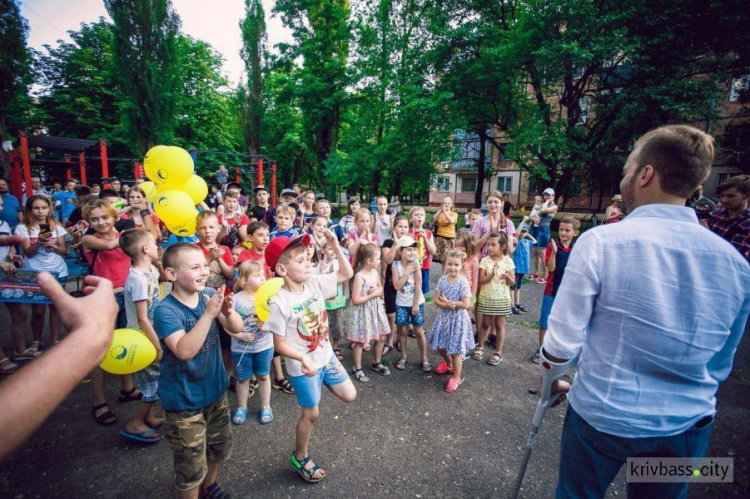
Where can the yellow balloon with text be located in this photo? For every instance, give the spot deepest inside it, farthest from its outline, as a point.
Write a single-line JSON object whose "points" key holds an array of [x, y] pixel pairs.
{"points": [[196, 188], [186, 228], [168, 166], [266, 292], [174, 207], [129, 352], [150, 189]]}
___
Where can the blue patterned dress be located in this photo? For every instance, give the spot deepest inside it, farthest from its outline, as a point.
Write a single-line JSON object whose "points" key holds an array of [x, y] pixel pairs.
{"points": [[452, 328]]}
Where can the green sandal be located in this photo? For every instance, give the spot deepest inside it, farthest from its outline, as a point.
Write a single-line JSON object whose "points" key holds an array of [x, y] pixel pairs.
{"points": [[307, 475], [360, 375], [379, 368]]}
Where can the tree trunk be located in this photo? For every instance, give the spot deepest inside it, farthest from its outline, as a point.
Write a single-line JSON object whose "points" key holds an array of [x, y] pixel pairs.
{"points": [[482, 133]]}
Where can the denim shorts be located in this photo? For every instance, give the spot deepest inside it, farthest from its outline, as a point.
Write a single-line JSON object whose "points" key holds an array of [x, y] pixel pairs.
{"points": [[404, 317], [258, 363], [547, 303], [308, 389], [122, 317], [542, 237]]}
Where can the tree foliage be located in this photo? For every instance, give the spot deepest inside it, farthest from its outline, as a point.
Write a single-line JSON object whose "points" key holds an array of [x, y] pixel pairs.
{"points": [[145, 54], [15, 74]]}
___
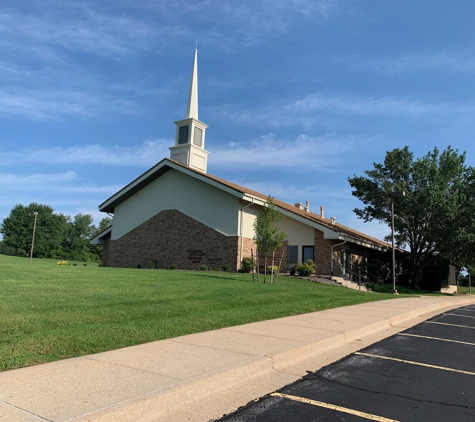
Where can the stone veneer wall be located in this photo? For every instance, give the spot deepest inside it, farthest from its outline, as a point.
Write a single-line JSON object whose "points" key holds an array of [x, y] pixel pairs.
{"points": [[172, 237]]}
___
Exercise: Return all lines from the data that include the string "photo".

Response:
Where can the yellow balloon with text be located in this photo? For every instance, give the spot deepest inside it, farthest from its outline, as a point.
Where can the blue patterned dress be located in this photo? For every instance, give the spot deepest inside it, farthest from its outline, as a point.
Where can the green sandal be located in this photo? For every instance, give the spot deepest inside it, farthest from its outline, as a point.
Where can the tree trunk be located in this photo? For every instance, give the spot deepest inside it, farthest from its outline, as a point.
Where can the denim shorts be located in this photo? For every instance, give the spot deepest inside it, farthest from its outline, as a point.
Where can the tree foliage be located in this photo? For every instance, give the spot deepest inside it, farthest from its outline, as a point.
Where can the stone veneer wall be located in this photo? For every instance, give the spot deepest inside it, farthest from its outline, as a point.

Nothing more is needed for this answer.